### PROBLEM REQUIREMENTS:
All of the lines below need to be copied exactly, apart from the pictures.

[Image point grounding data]
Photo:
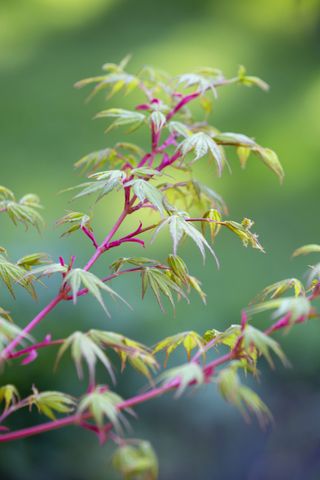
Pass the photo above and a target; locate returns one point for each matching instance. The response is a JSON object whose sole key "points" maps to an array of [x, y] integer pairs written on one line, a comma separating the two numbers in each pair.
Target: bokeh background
{"points": [[45, 125]]}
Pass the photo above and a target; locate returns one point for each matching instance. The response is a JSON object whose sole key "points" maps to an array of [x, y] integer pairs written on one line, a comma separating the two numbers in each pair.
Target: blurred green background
{"points": [[47, 45]]}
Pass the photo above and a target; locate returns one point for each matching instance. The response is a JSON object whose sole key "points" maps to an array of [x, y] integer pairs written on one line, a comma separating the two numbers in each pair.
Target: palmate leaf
{"points": [[242, 230], [51, 402], [23, 211], [202, 144], [161, 284], [179, 228], [102, 405], [75, 222], [104, 183], [78, 278], [33, 259], [114, 80], [190, 373], [11, 273], [135, 261], [9, 395], [279, 288], [122, 118], [136, 460], [83, 347], [146, 191], [257, 340], [294, 306], [240, 395], [138, 355], [189, 340], [306, 249]]}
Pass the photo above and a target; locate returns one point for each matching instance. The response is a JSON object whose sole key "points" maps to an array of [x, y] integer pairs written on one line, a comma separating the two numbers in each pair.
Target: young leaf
{"points": [[50, 402], [202, 144], [122, 117], [244, 233], [9, 395], [160, 283], [295, 306], [75, 221], [185, 374], [146, 191], [189, 340], [279, 288], [104, 183], [78, 277], [306, 249], [137, 460], [103, 404], [263, 344], [85, 348], [179, 227], [11, 273]]}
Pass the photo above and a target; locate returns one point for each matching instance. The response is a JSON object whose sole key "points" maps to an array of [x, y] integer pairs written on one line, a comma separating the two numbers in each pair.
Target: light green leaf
{"points": [[78, 277], [306, 249], [185, 374], [202, 144], [136, 460]]}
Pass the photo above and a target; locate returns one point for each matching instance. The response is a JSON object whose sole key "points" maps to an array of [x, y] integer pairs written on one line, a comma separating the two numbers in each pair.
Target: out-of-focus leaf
{"points": [[244, 233], [179, 227], [202, 144], [306, 249], [146, 191], [137, 460], [122, 118], [186, 374], [189, 340], [83, 347], [295, 306], [78, 277], [9, 395], [50, 402], [102, 405]]}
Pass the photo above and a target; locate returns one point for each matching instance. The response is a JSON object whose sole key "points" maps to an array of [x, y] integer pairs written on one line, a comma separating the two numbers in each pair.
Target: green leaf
{"points": [[83, 347], [32, 260], [263, 344], [146, 191], [279, 288], [76, 221], [244, 233], [138, 355], [306, 249], [11, 273], [137, 460], [23, 211], [103, 404], [271, 160], [78, 277], [122, 118], [202, 144], [185, 374], [295, 306], [104, 183], [189, 340], [136, 261], [179, 227], [9, 395], [50, 402], [241, 396], [161, 284]]}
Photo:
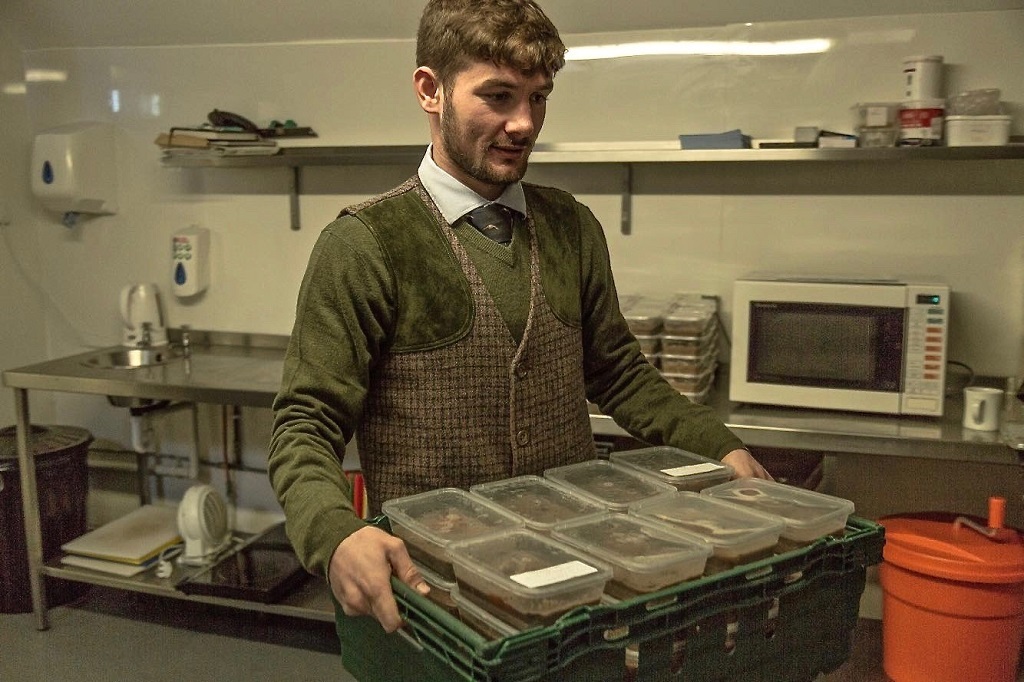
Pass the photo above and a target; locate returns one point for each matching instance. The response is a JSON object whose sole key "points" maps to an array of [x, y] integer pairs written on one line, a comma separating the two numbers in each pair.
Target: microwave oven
{"points": [[859, 345]]}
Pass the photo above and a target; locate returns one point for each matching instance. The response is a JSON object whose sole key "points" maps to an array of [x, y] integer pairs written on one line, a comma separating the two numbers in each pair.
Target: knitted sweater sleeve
{"points": [[342, 317], [620, 380]]}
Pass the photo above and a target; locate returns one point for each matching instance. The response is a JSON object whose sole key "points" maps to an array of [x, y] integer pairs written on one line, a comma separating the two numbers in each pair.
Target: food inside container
{"points": [[808, 515], [480, 620], [429, 522], [649, 344], [526, 579], [738, 535], [540, 502], [682, 469], [610, 484], [644, 555], [693, 318]]}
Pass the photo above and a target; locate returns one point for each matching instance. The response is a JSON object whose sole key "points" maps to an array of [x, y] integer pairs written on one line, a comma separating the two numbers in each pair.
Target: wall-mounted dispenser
{"points": [[190, 261], [74, 170]]}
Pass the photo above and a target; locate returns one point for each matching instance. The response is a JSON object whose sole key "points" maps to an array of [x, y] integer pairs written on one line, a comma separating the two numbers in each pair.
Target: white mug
{"points": [[982, 406]]}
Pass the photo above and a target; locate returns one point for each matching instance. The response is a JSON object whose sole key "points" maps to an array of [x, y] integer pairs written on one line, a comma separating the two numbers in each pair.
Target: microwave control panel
{"points": [[925, 361]]}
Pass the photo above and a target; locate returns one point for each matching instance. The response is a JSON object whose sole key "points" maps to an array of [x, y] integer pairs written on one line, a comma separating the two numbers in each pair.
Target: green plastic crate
{"points": [[786, 617]]}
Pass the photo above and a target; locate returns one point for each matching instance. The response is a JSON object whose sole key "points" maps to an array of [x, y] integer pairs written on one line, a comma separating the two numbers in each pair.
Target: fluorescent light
{"points": [[47, 75], [698, 47]]}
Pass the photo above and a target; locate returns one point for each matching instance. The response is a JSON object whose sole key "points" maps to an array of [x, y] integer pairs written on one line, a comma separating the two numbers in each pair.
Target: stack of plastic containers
{"points": [[522, 552], [679, 335]]}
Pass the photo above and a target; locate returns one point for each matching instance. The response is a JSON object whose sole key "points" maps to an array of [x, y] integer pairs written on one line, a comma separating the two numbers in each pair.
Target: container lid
{"points": [[525, 563], [673, 465], [42, 440], [720, 523], [935, 545], [807, 514], [540, 502], [611, 484], [449, 514], [635, 544]]}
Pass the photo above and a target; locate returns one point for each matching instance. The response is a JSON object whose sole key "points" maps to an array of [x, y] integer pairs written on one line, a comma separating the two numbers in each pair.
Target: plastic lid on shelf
{"points": [[934, 544]]}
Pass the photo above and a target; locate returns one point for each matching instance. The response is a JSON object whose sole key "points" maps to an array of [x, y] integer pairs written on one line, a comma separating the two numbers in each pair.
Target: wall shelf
{"points": [[625, 154]]}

### EXERCISE OUTPUT:
Photo:
Pass the photo above and a target; locate returns one point for each matching instance. The response is a JSON object whose sole key "points" maps to an array of [x, y] integer pairs written on one line, a comma separating the two numbers in each pair.
Target: bokeh background
{"points": [[45, 125]]}
Pass the photo above and a target; locate returns one point for each matching instance. The response is a JSON object whose sole key "points" maps to an array of [x, y] integer pairs written on one line, a comma separating the two numbers in each pair.
Target: blurred green background
{"points": [[47, 45]]}
Pass the photo above and a target; locate returns one point for each matching instance. The response is a JSON object whose sole key "points" maps to an array of [x, y] integer pairs written on one line, a comma separating the two numbers in each pair.
Target: palmate leaf
{"points": [[242, 230], [51, 402], [23, 211], [202, 144], [161, 284], [179, 228], [102, 405], [75, 222], [104, 183], [78, 278], [33, 259], [114, 80], [190, 373], [11, 273], [135, 261], [9, 395], [279, 288], [122, 118], [136, 460], [83, 347], [146, 191], [257, 340], [294, 306], [240, 395], [138, 355], [189, 340], [306, 249]]}
Pass the photo above and a target; locate returns one point for each matching instance. The response is a JSON object whose sole key "points" maps to an array of [x, y] integer pairs written on one line, a comma separating the two numbers in each pair.
Target: young leaf
{"points": [[50, 402], [202, 144], [122, 117], [244, 233], [9, 395], [160, 283], [295, 306], [75, 221], [185, 374], [146, 191], [189, 340], [279, 288], [104, 183], [78, 277], [306, 249], [137, 460], [103, 404], [263, 344], [85, 348], [179, 227], [11, 273]]}
Pass the photo above and a target; locate returns one point for each matching instance. The response is a JSON object whose sole key "points" maps to an array of [x, y] integer pairs written on one line, a comma separating the two numbers in each pair.
Target: light green leaf
{"points": [[78, 277], [306, 249], [185, 374], [202, 144], [136, 460]]}
Pass the photo above and a target; locate returns one point for each matching instance. The response is a JSON object whose sole key "points" maps to an array of [x, y] integer pairs written on one line, a comma separating the two numbers in each pair.
Target: out-of-focus leaf
{"points": [[244, 233], [179, 227], [202, 144], [306, 249], [146, 191], [137, 460], [122, 118], [186, 374], [189, 340], [83, 347], [295, 306], [78, 277], [9, 395], [50, 402], [102, 405]]}
Pass the photo above and a target; locate returns one point for each matching instance. The response is a JSON object whose sole key "points" maps to an array of [x, y] integer pairs written on one line, a comma separating the two numbers in each pair.
Target: green leaf
{"points": [[83, 347], [32, 260], [263, 344], [146, 191], [279, 288], [76, 221], [244, 233], [138, 355], [306, 249], [11, 273], [137, 460], [23, 211], [103, 404], [271, 160], [78, 277], [122, 118], [202, 144], [185, 374], [295, 306], [104, 183], [189, 340], [136, 261], [179, 227], [9, 395], [50, 402], [241, 396], [161, 284]]}
Photo:
Pass the photo above and a target; locate returns one point for each matching instance. The response is a JSON object whose sole key "points" maps to an array of [x, y] integer pairs written on one line, a comma separating the two numbers in each pair.
Target: microwave oven
{"points": [[859, 345]]}
Pass the photo above and a target; locate returns one point for each matching instance. The response is a JSON object whose sole key "points" maps to an array of [x, y] integer pairs written on one line, a comma separating the two numbers in each pair.
Target: knitted sweater sleeve
{"points": [[342, 317], [620, 380]]}
Pass the photo above and a target; locate returns one point for each matching instance. The response is a JSON object whose sole key "points" maps to an array of [x, y] integer pairs written on one line, a comma separating the two numbers in each pair.
Target: food inside container
{"points": [[808, 515], [480, 620], [429, 522], [649, 344], [526, 579], [738, 535], [540, 502], [682, 469], [610, 484], [644, 555], [693, 318]]}
Pass the photo above and a target; locate returns one point for each matching instance. The response is a JSON object whose sole key "points" maps to an array of [x, y] integer pairs written on one line, a comma separating the two numbers in each pair.
Target: wall-mounted dispenser
{"points": [[190, 261], [74, 170]]}
Pass the photo above and a target; locate returns one point for each matching instance. The response is a JSON object whose sole key "points" maps to an array of [x, y] integer pairs written on one line, a comma separating the two numbers in each pair.
Target: white mug
{"points": [[982, 406]]}
Pass the photo above and a target; locate returns one point for each matching instance. The response is a JSON object whose sole key "points" maps to an array of [x, y] integer pairs written on one line, a comma separating the two numbers in each pair.
Target: microwave control panel
{"points": [[925, 361]]}
Pass the photo above and a target; locate returns one point for each matching instance. The response is a JSON object whose sole key "points" maps to an array of [x, y] integer pairs written on one line, a comma separating the two numbers in each pair.
Target: green plastic crate
{"points": [[786, 617]]}
Pass the photo above and a target; locate returns one point for each matching instance. The response is a JSON object whose sole key "points" maps to an array of [x, y] integer pairs written on one line, a comma separating the two numbers in each pair.
Target: fluorescent light
{"points": [[47, 75], [698, 47]]}
Pass the photo above and a target; locate returns one point for each matching instance. The response is a JSON object whose sole key "points" maps to an array of [x, y] integer pairs written on one line, a comma separating the two numbers in each pair.
Target: stack of plastic containers
{"points": [[522, 552], [679, 335]]}
Pass the photo above and a target; locate returns one point for each matching instance. The response is a JSON object whose sole key "points" maps to an array of [x, y] integer pairs written on one line, a comma separating the two numbers in each pair.
Target: container lid
{"points": [[525, 563], [673, 465], [42, 440], [720, 523], [935, 545], [807, 514], [540, 502], [611, 484], [449, 514], [635, 544]]}
Pass the photo above and a target; locate returns one point for each matching instance. The response is a JSON object whose sole key "points" maps to an array of [x, y] integer pairs written on one line, a comma separating the two numbers in each pair.
Target: plastic lid on shelf
{"points": [[934, 544]]}
Pass the photo above and a target; locate returns one point for each matching instance. The response is a JSON object whose sole key "points" maps to an array of [x, y] integer pairs written on one line, a comma separating the two numbers in each pair.
Target: wall shelf
{"points": [[625, 154]]}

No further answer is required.